Brief
Up to and including the final line, please copy every line exactly, starting from the one that contains "of the blue" in the material below.

Segment Start: Data to use

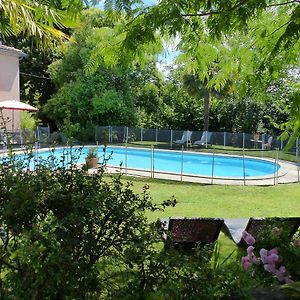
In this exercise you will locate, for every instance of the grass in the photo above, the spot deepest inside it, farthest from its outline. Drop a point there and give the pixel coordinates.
(282, 155)
(198, 200)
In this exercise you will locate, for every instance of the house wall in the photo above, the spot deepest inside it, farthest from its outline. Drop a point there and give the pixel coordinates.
(9, 88)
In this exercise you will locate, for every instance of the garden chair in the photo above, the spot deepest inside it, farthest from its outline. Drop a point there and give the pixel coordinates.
(235, 227)
(190, 231)
(185, 139)
(205, 139)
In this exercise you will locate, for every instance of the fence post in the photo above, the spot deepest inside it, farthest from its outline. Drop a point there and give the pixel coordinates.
(181, 169)
(212, 169)
(275, 166)
(151, 161)
(297, 158)
(126, 153)
(277, 169)
(244, 167)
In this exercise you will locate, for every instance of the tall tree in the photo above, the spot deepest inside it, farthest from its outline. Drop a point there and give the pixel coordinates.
(42, 19)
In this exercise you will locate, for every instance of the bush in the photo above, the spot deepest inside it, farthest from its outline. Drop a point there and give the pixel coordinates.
(60, 225)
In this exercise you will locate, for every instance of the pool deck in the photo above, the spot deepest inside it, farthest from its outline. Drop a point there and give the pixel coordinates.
(288, 173)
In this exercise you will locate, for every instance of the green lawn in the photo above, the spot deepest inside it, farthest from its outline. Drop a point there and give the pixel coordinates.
(196, 200)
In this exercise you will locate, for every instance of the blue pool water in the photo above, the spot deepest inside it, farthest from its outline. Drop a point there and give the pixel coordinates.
(174, 162)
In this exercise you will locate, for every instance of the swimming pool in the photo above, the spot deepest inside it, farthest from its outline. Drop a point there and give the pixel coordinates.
(187, 163)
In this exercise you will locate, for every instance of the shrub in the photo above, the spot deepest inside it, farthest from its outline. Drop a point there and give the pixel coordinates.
(60, 225)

Segment End: Data to use

Written reply
In this exercise you will locate, for every instance of the blue pool water in the photo above, the spot deepest inside it, farthest from its outline. Drop a point there and give the pixel coordinates.
(174, 162)
In this exercise you will locate, for every instance of the swimming pool in the photo above, the spot deepest inside it, farthest from its outline. Drop a point there and give the pixel coordinates.
(187, 163)
In this exercise you will locate, for every instance of the shrub in the photo above, the spot deepest inside it, farthest from its outline. Drop a point there and give the pixel coordinates.
(60, 225)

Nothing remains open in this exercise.